■ **EXERCISE GOAL**:
Below is a listing; write it out exactly and drop any images from it.

** BEGIN GIVEN DATA **

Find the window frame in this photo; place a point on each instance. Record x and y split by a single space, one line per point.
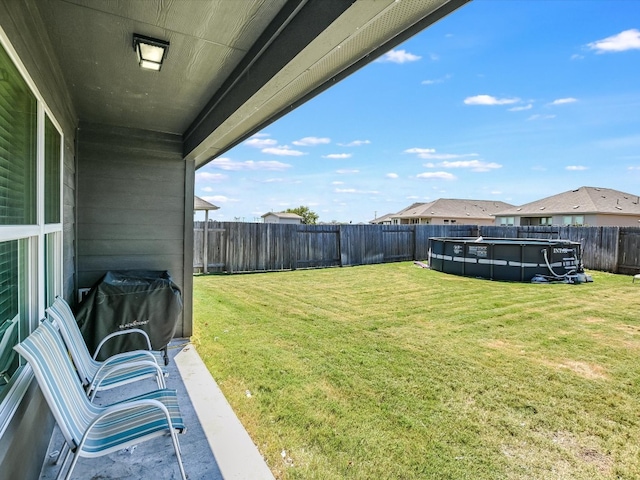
34 235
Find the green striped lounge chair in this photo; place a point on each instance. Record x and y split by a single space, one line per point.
91 430
120 369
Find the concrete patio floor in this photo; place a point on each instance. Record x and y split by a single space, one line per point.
215 446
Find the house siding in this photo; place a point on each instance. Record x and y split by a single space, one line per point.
131 205
25 440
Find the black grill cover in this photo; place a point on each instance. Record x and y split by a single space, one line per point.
144 299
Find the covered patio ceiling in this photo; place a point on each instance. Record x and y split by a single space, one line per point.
233 66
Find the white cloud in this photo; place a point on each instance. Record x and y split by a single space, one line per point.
538 116
489 100
260 142
230 165
473 165
436 80
218 199
353 190
355 143
563 101
311 141
212 177
284 151
440 175
520 109
626 40
420 151
430 154
399 56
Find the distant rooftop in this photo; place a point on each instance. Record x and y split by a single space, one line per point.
453 207
581 200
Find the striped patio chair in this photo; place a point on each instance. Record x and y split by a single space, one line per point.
90 430
120 369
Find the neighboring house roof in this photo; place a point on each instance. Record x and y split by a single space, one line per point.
582 200
200 204
384 218
453 208
282 215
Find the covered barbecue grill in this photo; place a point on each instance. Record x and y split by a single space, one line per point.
144 299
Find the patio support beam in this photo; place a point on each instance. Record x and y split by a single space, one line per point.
295 27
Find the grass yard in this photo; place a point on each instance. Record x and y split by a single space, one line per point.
396 372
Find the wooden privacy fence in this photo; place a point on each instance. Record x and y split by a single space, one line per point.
235 247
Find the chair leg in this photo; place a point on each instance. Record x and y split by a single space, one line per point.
76 456
63 451
176 446
64 462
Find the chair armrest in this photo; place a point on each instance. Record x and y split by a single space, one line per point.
123 407
104 372
122 332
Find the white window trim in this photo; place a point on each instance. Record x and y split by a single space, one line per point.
35 235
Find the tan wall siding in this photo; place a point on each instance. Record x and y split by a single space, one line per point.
131 205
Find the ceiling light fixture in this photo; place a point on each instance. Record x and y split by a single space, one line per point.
151 51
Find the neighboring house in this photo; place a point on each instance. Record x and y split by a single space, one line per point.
585 206
383 220
200 204
447 211
282 217
98 156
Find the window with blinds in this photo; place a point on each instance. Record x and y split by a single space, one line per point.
18 133
30 148
51 172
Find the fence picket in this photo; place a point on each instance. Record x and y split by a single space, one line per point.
249 247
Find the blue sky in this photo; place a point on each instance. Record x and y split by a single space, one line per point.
510 100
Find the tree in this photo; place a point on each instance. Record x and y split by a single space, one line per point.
309 217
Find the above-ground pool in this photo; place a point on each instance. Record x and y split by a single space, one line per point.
514 259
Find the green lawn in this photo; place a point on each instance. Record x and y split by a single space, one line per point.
397 372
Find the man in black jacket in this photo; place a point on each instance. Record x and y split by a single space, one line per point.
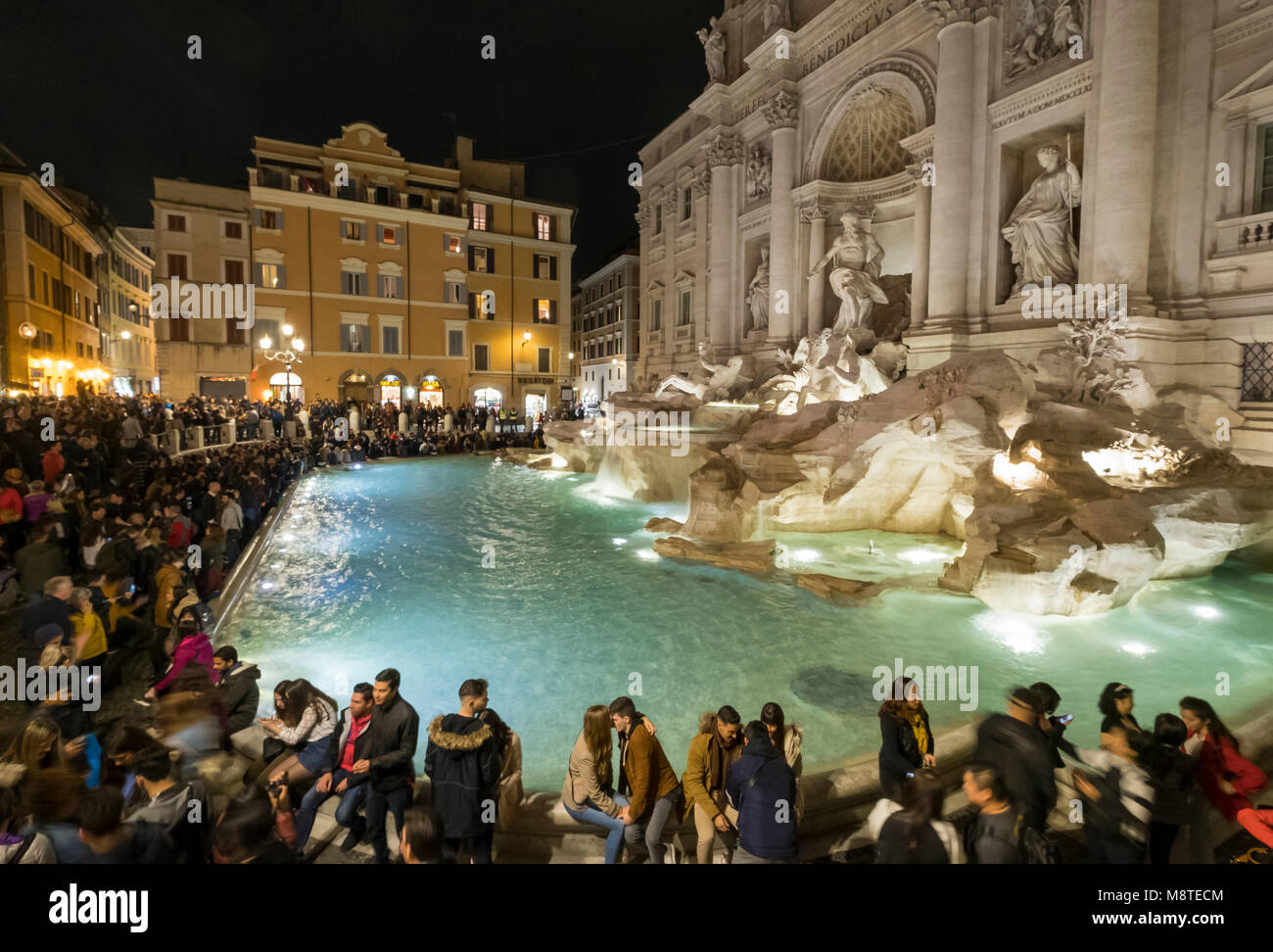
391 746
1014 744
237 689
463 764
336 777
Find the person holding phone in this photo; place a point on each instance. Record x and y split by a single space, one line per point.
907 738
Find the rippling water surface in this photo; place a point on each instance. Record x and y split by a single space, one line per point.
383 566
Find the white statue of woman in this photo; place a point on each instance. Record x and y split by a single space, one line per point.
1039 230
758 293
777 16
713 49
857 258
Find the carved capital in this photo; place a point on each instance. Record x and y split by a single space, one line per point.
725 149
947 12
815 212
781 111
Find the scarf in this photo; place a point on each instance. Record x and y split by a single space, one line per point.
720 757
917 725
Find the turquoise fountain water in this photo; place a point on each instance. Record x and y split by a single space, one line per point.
456 568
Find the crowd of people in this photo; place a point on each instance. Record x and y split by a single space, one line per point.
111 548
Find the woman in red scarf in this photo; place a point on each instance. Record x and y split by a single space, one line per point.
1225 776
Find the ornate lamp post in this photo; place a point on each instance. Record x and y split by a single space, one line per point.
288 354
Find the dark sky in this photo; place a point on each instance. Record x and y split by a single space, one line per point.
109 94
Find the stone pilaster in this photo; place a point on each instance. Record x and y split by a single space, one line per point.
781 113
1127 109
724 153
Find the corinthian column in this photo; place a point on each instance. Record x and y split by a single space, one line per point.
953 158
781 113
816 216
1127 106
724 153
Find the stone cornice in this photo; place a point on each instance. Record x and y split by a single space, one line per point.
1243 28
781 111
1057 89
947 12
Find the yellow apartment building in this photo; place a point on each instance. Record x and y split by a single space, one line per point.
405 280
51 340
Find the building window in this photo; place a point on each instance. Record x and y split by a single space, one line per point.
353 283
270 275
1258 372
355 338
482 259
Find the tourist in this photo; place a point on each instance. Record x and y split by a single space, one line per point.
916 833
173 804
463 763
419 841
20 849
762 788
306 722
907 738
336 777
1014 746
992 836
713 752
237 689
111 840
192 646
1115 704
394 732
508 802
1226 777
587 791
645 778
256 829
1171 772
788 738
1118 801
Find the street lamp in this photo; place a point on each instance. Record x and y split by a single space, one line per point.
289 353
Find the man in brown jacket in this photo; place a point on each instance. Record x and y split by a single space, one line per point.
645 778
707 770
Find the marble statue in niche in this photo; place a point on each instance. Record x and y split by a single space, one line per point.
1040 228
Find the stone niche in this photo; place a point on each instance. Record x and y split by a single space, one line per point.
1018 168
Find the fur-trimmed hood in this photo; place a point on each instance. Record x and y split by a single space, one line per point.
474 736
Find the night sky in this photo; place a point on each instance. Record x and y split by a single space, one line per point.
107 93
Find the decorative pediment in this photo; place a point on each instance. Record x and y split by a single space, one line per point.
1256 89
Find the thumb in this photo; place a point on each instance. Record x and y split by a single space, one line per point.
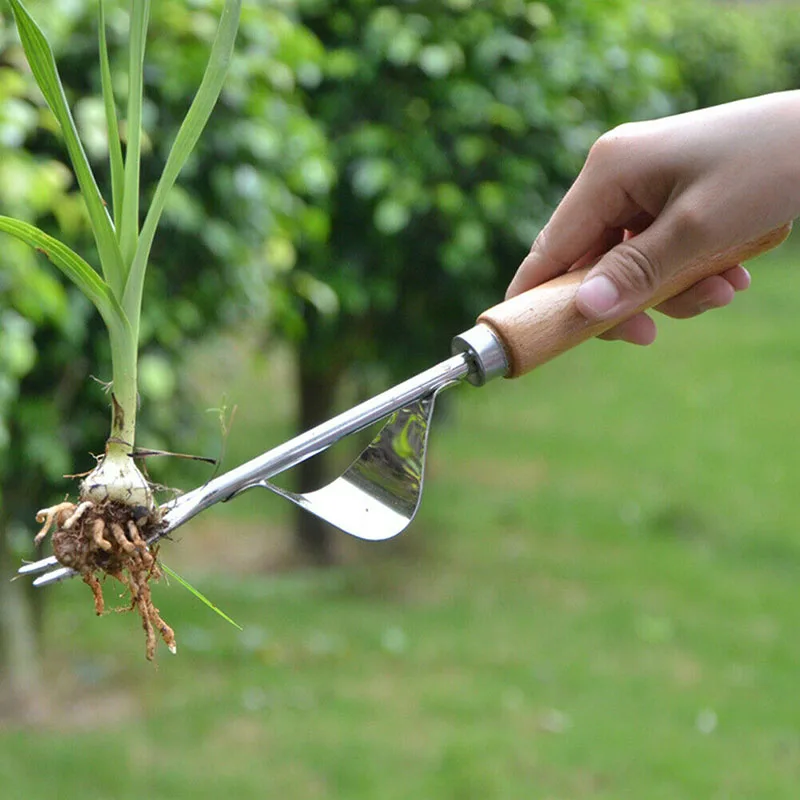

** END GIVEN DATA **

■ **RIGHT ANSWER**:
Find the window frame in this photo; place a point on each instance. Record x and y split by a single space, one line per point.
34 235
Find the green striped lounge chair in this photo; place a point on each instance. Record x and y split by a single space, one line per point.
91 430
120 369
Find the concrete patio floor in this photo; place a point on each instance. Record x and y split by a single space, one line per point.
215 446
Find the house siding in this photo; place a point on each instance. Record x and y split by a single space, one line per point.
131 205
25 440
Find the black grill cover in this photo; place a point on each instance. Record x and y split by a single space, one line per point.
144 299
Find the covered patio ceiling in this photo; place a point on each instance. Record x and y split by a single space, one line per point.
233 66
Find the white cloud in this photo; place a point on each instance. Record x and y split by a single space, one line per point.
538 116
489 100
260 142
230 165
473 165
436 80
218 199
353 190
355 143
563 101
311 141
212 177
284 151
440 175
520 109
626 40
420 151
430 154
399 56
Find the distant rooftop in this photo; place a point on each instance. Record x and y split by a single space, one line per point.
453 207
581 200
Find the striped patio chair in this photo; place a point on each instance. Record x and y split by a single space, one line per point.
90 430
120 369
Find the neighboring house roof in this photo; place a point on each instance. Record x and y split by a single space, one line per point.
582 200
200 204
384 218
453 208
282 215
Find the covered barbecue grill in this photo; place a point on each instance. Record x and y split by a single space, one line per point.
144 299
Find the patio support beam in this photo; place a point on each instance. Record x and y split by a single space, one line per point.
295 27
Find the grass yard in this photo; place a point on each instance. Record x and y split by a single space, one line per point.
396 372
Find the wooden privacy fence in this photo; place a point on each instance. Record x and y split by a single space, one line per point.
235 247
Find the chair leg in this photo; place a point on each instance. Record x and y split by a single space, one line per point.
76 456
63 451
176 446
64 462
Find the chair armrest in this photo; place a point on each instance. Record x and y split by a single space, one line per point.
123 407
104 372
122 332
Find the white window trim in this photo; place a point on each instance. Record x and y split by a single space, one line per point.
35 235
Find the tan wall siding in this photo; place a point on each instance. Record x and y split by a single space, one line per point.
131 205
Find the ceiling light fixture in this photo; place a point on each instance. Record x and y split by a single space, one line per point.
151 51
Find the neighboring house in this photo; place a point on each instance. Record x and y split by a single space, one line per point.
585 206
383 220
200 204
447 211
282 217
98 156
Find the window with blinds in this photo; place a point on each instance. Record x and y split by a single space, one line per point.
18 133
30 148
51 172
Find the fence picket in this photo; place a point on each instance. Record x and y split by a single space, one line per point.
249 247
Find the blue sky in this photo; place a point on each instance. Record x and y split by a single space, one line per point.
510 100
Find the tree in this photo; place a point on each instance. Record x and y split by a single space, one line per point.
309 217
Find the above-ground pool in this photo; place a point on each instance. Record x and y split by a single space, one line per point.
514 259
Find the green lawn in this photo; place a point on each instance. Record x and y split by a single space, one line per point.
397 372
Find the man in black jacket in this photo; place a point on each instance. Record x and y split by a single space, one line per point.
391 746
1014 744
237 689
463 764
336 777
Find the person holding phone in this photo; place a point on each instance. Record x and y split by a single space, one line per point.
907 738
Find the rippling water surface in this photo; place a point on each instance. Record x and y split by a single space, one line per point.
383 566
Find the white statue of woman in this photo; place a point on each instance. Record x and y split by a single space, one line per point.
1039 230
758 293
777 16
713 49
857 258
Find the carved capital in this photo; place a point on each instance. Record x and y split by a single space, one line per point.
725 149
947 12
815 212
781 111
Find the scarf in this photo; place a point on each instance. Record x and y split by a single space, one line per point.
720 757
917 725
Find the turquoise fountain water in this photo; place a point on each instance. Record x and y split by a single space, one line per point.
456 568
Find the crowd of people in this photo; place a point on each instance. Record x and y split by a single space, one line per point.
111 548
Find the woman in red scarf in this photo; place a point on each instance. Record x and y split by a single space, one line per point.
1225 776
Find the ornate lamp post in this photo; place a point on each instance. Record x and y split by a single space, one line per point.
288 354
Find the dark sky in this photo; place a point on each instance. Record x and y split by a single space, one line per point.
109 94
Find the stone pilaster in this photo; place a point on each instance. Record x and y split by a single space, one line per point.
781 113
1127 109
724 153
Find the corinthian column in this photo; place a point on each instance. Record x and y split by a single space, one line per point.
953 158
781 113
816 216
1127 106
724 153
Find the stone cornice in this photo; place a point on each instance. Record x and y split by a single space, one line per point.
1243 28
781 111
1057 89
947 12
Find the yellow apartment building in this photo; place a point on each instance. Record x and y split by a single space, one line per point.
405 280
51 340
Find the building window in this photo; place a point on each instance. Record x and y split by a single space, one line per point.
353 283
270 275
1258 372
355 338
482 259
Find the tourist in this photo; place a point on each instance. Record x and y split by a single space, one line per point.
916 833
173 804
463 763
419 841
20 849
762 788
306 722
907 738
336 777
1014 746
992 836
713 752
237 689
111 840
192 646
1115 704
394 732
508 802
1226 777
587 791
645 778
256 829
1171 772
788 738
1118 801
Find the street lamp in this photo; place a point on each instance. Record x and y split by a single space, one line per point.
289 353
Find the man in brown jacket in this photo; place a point on each instance. Record x and y split by a single space, one line per point.
645 778
707 770
Find the marble statue in niche in this photo; place a point on each instance. Record x and y split by a single space, one line per point.
1040 228
Find the stone niche in this photo; place a point on each instance. Record x and y split by a single space, one line per point.
1018 168
Find the fur-trimmed hood in this photo; place a point on each instance. Record x and y split by a single space, one line per point.
474 736
Find the night sky in this photo; place a point on each instance. Record x and y split by a single space, one line per point.
107 93
Find the decorative pediment in this photo; place a point on each instance. Record x and y split by a single space, one line per point.
1256 89
Find the thumb in this photo; place a point on each instance. Record x and y split by a single space, one line per point.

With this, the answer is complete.